> SUPPLIED PASSAGE
Galaxy Packages resolver

The galaxy_packages resolver is oriented towards manually installed packages. Note that it is called twice – first with its default – version supporting – form and secondly with versionless="true". The software found by the galaxy_packages resolver is installed under the same base_path as for the tool_shed_packages resolver, but that’s where the similarity ends. This resolver looks under base_path/toolname/version by default, so for example base_path/bedtools/2.22. If it finds a bin/ directory in the specified path it will add that to the path Galaxy uses to find binaries. If, however, it finds a file name env.sh it will emit code to source that file. This means that you can use the env.sh script any way you want to add a tool to Galaxy’s path. For example, here is our env.sh for bedtools:

#!/bin/sh

if [ -z "$MODULEPATH" ] ; then
  . /etc/profile.d/module.sh
fi

module add bedtools/bedtools-2.20.1

That uses our existing Environment Modules installation to add bedtools to the PATH.

The versionless="true" incarnation of the galaxy_packages resolver works similarly, except that it looks for a symbolic link in base_path/toolname/default, e.g. base_path/bedtools/default. This needs to point to a version numbered directory containing a bin/ subdirectory or env.sh file as above. It is this support for versionless="true" that allows for the resolution of <requirement> specifications with no version.

Supporting versionless requirements

As might not be obvious from the discussion thus far, given the default Galaxy setup, the only way versionless requirements can be satisfied is with a manually installed package with a default link that is resolved with the galaxy_packages resolver. So even if you have the relevant requirement installed via a toolshed package, it will not be used to resolve a versionless requirement: you’d have to make a symlink from base_path/toolname/default to base_path/toolname/version and symlink the env.sh buried within the package’s folders to that base_path/toolname/version directory. You could do that, or you could just manually add a env.sh as per the galaxy_packages schema and not install packages through the toolshed.

By the way, the set_environment type of requirement mentioned earlier is related to thing referred to when talking about tool_shed_packages is a special kind of ‘package’ that simply contains an env.sh script. They are expected to be installed as base_path/environment_settings/toolname/toolshed_owner/toolshed_package_name/changeset_revision and they’re the only thing checked for by tool_shed_packages when trying to resolve a versionless requirement.

[Point-per-instance localization data]
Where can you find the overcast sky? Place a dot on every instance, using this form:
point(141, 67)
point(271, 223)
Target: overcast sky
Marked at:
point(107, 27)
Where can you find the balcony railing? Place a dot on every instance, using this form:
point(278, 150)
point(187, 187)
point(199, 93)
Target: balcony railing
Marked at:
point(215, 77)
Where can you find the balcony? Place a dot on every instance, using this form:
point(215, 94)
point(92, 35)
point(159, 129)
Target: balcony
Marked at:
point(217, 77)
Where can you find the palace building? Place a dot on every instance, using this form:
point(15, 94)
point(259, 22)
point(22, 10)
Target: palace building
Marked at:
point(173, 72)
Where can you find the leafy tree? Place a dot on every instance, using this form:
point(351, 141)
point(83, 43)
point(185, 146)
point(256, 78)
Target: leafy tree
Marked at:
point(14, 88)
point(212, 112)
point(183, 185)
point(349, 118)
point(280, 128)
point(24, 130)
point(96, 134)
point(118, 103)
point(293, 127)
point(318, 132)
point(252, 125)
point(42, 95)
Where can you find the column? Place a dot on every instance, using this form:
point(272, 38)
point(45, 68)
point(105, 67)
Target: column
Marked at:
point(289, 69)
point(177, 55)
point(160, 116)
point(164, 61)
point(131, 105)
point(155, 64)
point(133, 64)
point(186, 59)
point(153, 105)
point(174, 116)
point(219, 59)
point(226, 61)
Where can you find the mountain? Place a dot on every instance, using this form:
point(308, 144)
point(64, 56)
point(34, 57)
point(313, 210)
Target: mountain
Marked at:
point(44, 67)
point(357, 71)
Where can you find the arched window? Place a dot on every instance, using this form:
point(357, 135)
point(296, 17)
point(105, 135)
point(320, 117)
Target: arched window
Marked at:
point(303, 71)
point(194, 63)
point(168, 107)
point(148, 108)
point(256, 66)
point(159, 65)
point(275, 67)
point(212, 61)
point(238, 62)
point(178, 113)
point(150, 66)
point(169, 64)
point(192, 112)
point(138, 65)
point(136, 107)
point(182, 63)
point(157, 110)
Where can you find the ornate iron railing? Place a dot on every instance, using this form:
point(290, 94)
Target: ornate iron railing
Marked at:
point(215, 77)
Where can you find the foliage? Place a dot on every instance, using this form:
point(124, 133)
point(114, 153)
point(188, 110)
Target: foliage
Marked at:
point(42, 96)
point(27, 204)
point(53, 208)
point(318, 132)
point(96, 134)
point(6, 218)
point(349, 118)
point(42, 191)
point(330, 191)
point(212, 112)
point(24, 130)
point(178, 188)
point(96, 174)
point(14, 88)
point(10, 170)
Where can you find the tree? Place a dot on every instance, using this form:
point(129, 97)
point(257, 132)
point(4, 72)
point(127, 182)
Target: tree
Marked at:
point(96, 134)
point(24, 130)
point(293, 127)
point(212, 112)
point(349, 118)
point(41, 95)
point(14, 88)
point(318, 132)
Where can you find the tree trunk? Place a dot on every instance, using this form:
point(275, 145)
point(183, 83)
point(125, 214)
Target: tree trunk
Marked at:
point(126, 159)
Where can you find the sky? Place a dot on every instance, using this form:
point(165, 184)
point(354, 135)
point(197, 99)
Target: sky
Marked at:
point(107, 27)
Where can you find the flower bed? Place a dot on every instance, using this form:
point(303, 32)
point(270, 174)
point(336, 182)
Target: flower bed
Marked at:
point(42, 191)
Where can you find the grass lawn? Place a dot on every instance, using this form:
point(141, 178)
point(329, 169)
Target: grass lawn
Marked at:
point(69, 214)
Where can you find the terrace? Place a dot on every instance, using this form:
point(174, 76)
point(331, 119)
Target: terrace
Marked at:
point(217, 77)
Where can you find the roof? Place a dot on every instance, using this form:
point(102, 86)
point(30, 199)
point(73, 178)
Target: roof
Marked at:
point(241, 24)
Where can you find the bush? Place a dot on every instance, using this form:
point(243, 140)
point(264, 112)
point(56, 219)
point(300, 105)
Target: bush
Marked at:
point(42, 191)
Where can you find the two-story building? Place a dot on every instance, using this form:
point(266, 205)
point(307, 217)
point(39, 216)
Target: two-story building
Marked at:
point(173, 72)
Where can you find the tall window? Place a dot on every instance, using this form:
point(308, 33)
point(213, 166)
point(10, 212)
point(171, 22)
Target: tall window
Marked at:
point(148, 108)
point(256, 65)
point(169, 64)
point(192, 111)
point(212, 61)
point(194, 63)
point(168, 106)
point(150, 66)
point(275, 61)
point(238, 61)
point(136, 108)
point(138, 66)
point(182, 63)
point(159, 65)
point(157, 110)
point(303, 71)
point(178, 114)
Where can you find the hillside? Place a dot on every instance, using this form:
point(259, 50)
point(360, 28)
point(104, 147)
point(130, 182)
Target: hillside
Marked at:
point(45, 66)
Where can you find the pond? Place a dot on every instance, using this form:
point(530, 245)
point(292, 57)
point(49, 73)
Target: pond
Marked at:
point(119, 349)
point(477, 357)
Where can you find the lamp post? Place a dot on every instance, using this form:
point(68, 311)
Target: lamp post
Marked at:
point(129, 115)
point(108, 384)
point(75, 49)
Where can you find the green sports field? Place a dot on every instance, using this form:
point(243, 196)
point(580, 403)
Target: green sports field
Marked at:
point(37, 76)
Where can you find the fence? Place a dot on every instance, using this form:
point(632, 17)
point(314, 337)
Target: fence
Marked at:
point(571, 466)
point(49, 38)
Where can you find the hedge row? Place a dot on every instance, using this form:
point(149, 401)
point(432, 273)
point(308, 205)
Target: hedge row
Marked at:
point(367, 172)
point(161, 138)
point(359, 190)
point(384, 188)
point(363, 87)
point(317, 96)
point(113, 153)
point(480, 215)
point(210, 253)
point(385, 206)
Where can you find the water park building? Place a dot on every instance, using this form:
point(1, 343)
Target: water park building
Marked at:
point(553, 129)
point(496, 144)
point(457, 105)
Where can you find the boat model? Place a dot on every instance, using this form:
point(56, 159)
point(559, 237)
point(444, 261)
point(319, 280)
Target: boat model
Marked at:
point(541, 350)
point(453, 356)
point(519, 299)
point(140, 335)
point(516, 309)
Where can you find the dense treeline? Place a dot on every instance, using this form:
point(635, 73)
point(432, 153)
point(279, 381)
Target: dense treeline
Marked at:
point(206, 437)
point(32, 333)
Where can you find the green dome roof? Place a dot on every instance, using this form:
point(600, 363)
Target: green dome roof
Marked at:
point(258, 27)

> WORK ORDER
Could you write out the passage on the galaxy_packages resolver from "Supporting versionless requirements" up to and including "through the toolshed."? The listing isn't needed here.

> SOLUTION TO THE EXERCISE
Supporting versionless requirements

As might not be obvious from the discussion thus far, given the default Galaxy setup, the only way versionless requirements can be satisfied is with a manually installed package with a default link that is resolved with the galaxy_packages resolver. So even if you have the relevant requirement installed via a toolshed package, it will not be used to resolve a versionless requirement: you’d have to make a symlink from base_path/toolname/default to base_path/toolname/version and symlink the env.sh buried within the package’s folders to that base_path/toolname/version directory. You could do that, or you could just manually add a env.sh as per the galaxy_packages schema and not install packages through the toolshed.